Pick out each line of the data below that contains the word "need", and copy those lines.

## DATASET ROWS
--

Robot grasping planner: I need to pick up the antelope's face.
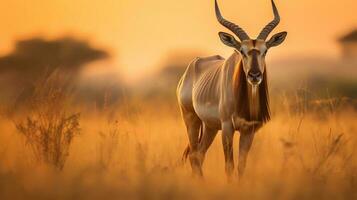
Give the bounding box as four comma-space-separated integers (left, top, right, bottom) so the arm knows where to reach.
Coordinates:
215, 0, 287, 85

--

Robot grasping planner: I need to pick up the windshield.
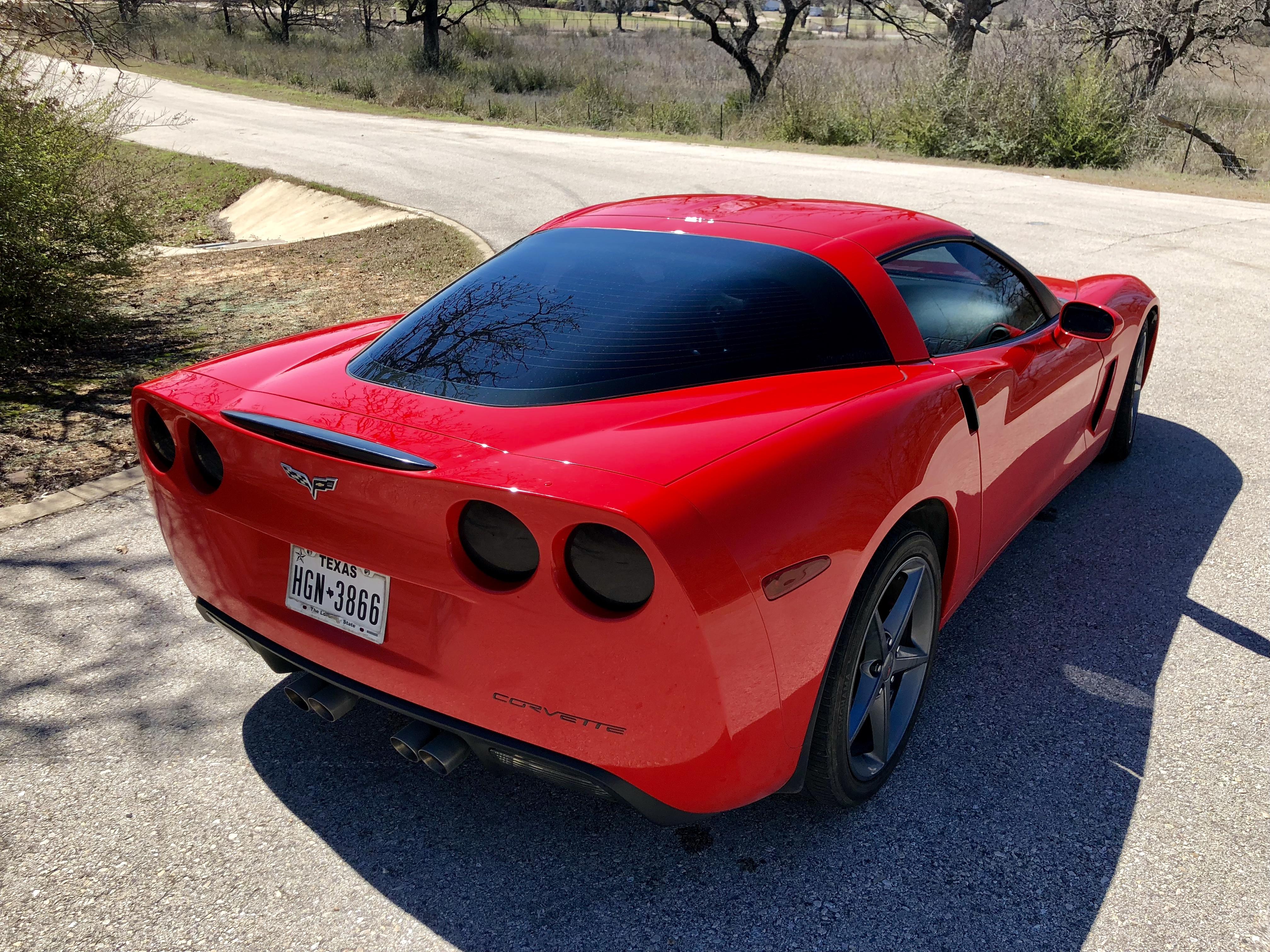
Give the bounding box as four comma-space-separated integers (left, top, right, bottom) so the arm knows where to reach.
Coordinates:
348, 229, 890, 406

--

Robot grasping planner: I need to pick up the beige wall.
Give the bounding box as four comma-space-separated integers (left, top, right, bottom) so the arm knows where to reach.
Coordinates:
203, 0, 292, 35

--

## PROBLEM SOLUTION
Robot grasping planner: I need to pick up the antelope's face.
Robot grasping planner: I need to pick up the windshield.
Robot grasping planner: I need to pick up the beige wall.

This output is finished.